### WHAT IS REQUIRED
Each line in the data holding "below" should be listed.

### INPUT

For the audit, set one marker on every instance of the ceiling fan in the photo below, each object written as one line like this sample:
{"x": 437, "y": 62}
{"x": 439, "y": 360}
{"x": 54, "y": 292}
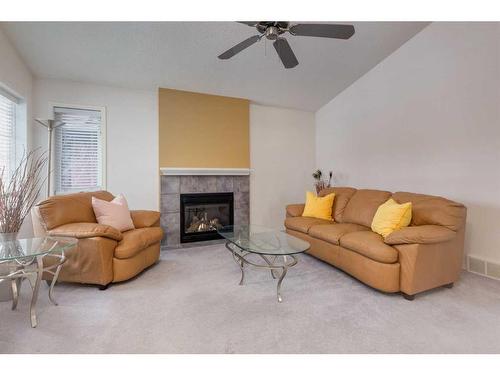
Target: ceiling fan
{"x": 274, "y": 30}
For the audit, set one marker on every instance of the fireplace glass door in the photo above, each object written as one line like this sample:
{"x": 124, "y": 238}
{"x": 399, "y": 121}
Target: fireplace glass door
{"x": 202, "y": 214}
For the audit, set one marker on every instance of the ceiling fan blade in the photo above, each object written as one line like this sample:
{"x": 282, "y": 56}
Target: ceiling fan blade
{"x": 239, "y": 47}
{"x": 248, "y": 23}
{"x": 323, "y": 30}
{"x": 285, "y": 53}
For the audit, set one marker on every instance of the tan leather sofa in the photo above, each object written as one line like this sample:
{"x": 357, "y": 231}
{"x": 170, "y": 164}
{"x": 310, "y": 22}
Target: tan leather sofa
{"x": 425, "y": 255}
{"x": 104, "y": 255}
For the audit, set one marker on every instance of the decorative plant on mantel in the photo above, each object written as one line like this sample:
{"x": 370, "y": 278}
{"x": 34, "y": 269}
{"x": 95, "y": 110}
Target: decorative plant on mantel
{"x": 322, "y": 184}
{"x": 19, "y": 193}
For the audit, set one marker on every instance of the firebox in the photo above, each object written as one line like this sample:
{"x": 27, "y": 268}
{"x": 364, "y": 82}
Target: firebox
{"x": 203, "y": 213}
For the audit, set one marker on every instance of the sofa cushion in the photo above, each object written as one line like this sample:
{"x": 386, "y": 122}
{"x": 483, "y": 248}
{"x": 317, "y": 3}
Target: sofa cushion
{"x": 70, "y": 208}
{"x": 136, "y": 240}
{"x": 342, "y": 196}
{"x": 302, "y": 223}
{"x": 370, "y": 245}
{"x": 332, "y": 233}
{"x": 362, "y": 206}
{"x": 433, "y": 210}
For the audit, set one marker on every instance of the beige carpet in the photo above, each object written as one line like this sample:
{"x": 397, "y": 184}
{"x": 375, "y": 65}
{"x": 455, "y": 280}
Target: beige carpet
{"x": 190, "y": 302}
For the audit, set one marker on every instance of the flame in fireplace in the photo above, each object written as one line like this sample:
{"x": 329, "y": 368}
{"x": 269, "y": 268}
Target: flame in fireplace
{"x": 203, "y": 224}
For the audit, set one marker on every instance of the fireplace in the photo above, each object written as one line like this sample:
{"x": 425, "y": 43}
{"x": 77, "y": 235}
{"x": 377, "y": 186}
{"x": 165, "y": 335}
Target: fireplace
{"x": 203, "y": 213}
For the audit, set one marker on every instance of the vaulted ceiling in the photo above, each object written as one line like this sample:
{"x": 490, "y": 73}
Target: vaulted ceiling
{"x": 183, "y": 55}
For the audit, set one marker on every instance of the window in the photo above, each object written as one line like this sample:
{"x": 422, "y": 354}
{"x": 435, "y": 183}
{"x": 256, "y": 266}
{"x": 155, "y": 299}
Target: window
{"x": 8, "y": 110}
{"x": 78, "y": 149}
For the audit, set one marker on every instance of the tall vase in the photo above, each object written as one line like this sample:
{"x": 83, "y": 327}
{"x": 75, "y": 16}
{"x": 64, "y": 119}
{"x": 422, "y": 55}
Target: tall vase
{"x": 5, "y": 286}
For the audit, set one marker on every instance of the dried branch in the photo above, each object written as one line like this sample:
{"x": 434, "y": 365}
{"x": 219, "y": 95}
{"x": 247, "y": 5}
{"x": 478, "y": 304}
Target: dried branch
{"x": 18, "y": 196}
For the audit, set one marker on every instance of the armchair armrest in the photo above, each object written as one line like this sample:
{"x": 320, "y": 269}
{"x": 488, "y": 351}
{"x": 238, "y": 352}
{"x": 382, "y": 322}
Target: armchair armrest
{"x": 293, "y": 210}
{"x": 86, "y": 230}
{"x": 421, "y": 234}
{"x": 144, "y": 218}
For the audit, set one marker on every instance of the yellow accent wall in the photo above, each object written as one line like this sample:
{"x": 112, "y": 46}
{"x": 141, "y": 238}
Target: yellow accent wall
{"x": 203, "y": 131}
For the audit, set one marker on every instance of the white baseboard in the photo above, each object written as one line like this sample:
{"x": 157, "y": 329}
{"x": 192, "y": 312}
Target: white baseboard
{"x": 485, "y": 267}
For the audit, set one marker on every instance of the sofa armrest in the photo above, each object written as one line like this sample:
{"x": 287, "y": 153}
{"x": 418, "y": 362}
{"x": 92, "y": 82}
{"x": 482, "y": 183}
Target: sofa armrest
{"x": 421, "y": 234}
{"x": 293, "y": 210}
{"x": 86, "y": 230}
{"x": 145, "y": 219}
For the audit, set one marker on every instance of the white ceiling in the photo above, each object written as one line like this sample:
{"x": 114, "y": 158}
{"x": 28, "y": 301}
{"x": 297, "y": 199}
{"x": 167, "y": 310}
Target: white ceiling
{"x": 183, "y": 55}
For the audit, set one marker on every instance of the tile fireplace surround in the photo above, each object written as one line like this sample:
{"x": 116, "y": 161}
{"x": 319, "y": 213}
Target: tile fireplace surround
{"x": 181, "y": 182}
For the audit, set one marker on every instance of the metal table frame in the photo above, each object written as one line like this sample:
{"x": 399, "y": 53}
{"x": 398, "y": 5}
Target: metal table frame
{"x": 271, "y": 262}
{"x": 31, "y": 268}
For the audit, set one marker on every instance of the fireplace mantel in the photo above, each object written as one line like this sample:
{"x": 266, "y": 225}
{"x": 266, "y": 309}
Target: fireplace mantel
{"x": 205, "y": 171}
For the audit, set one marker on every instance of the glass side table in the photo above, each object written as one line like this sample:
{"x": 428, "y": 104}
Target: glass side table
{"x": 23, "y": 259}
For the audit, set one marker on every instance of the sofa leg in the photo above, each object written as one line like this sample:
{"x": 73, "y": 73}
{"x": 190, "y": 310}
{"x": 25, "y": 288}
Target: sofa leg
{"x": 408, "y": 297}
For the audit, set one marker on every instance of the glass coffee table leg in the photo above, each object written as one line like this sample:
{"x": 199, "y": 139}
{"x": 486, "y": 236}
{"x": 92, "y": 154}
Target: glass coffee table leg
{"x": 242, "y": 268}
{"x": 283, "y": 274}
{"x": 15, "y": 292}
{"x": 36, "y": 288}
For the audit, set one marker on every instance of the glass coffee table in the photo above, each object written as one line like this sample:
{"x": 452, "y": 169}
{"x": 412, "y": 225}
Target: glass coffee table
{"x": 23, "y": 259}
{"x": 263, "y": 247}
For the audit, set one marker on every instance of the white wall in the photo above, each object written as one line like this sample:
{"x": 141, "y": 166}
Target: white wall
{"x": 16, "y": 78}
{"x": 426, "y": 120}
{"x": 132, "y": 133}
{"x": 282, "y": 160}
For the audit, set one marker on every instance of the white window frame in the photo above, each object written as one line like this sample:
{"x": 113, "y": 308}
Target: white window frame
{"x": 104, "y": 164}
{"x": 19, "y": 127}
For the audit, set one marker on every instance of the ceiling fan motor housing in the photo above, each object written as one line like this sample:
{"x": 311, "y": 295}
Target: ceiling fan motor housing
{"x": 272, "y": 30}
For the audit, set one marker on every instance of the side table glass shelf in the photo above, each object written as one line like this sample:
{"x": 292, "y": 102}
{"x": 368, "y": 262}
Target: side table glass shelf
{"x": 23, "y": 259}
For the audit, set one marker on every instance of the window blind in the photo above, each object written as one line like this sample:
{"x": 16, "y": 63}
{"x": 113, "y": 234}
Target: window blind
{"x": 78, "y": 150}
{"x": 7, "y": 135}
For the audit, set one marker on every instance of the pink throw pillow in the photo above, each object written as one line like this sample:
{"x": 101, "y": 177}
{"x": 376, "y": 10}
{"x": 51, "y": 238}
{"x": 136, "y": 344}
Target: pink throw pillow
{"x": 115, "y": 213}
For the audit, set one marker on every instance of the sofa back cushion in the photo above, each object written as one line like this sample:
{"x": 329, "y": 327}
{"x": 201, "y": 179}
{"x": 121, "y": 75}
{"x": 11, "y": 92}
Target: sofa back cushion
{"x": 433, "y": 210}
{"x": 342, "y": 196}
{"x": 70, "y": 208}
{"x": 361, "y": 208}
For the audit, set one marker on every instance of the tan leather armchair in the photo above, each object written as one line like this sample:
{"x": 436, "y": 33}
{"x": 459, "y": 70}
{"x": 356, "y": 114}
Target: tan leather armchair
{"x": 104, "y": 255}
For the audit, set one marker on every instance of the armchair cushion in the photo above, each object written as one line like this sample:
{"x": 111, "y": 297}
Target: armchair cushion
{"x": 136, "y": 240}
{"x": 86, "y": 230}
{"x": 144, "y": 218}
{"x": 421, "y": 234}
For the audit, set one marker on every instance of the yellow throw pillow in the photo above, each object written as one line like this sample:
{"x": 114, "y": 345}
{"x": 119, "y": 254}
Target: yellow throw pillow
{"x": 391, "y": 216}
{"x": 319, "y": 207}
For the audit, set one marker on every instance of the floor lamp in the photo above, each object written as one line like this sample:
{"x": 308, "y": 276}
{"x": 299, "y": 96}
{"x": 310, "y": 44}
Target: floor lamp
{"x": 50, "y": 125}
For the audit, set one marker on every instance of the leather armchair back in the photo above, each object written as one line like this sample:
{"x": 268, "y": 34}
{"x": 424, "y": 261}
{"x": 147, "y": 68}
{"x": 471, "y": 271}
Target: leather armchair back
{"x": 71, "y": 208}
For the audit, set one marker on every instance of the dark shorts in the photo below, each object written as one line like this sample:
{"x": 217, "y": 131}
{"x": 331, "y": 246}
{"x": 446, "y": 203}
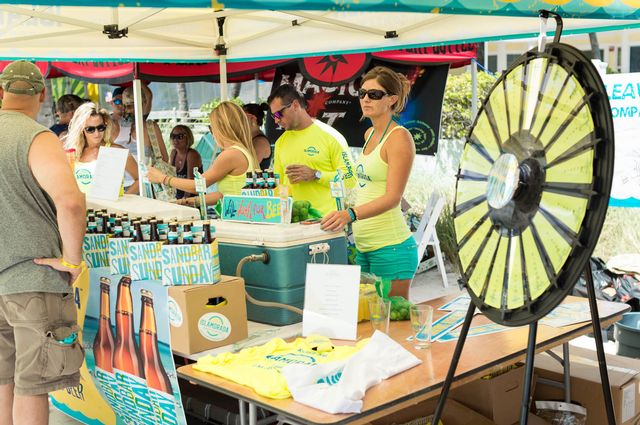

### RESULT FOR THIS EXERCISE
For the audit, set one marker on every instance of the ceiling fan in the photo below, each object written as one line like this sample:
For the audit, set one marker on every instance of the dark shorts in the photo below, each object written as one line like this sample:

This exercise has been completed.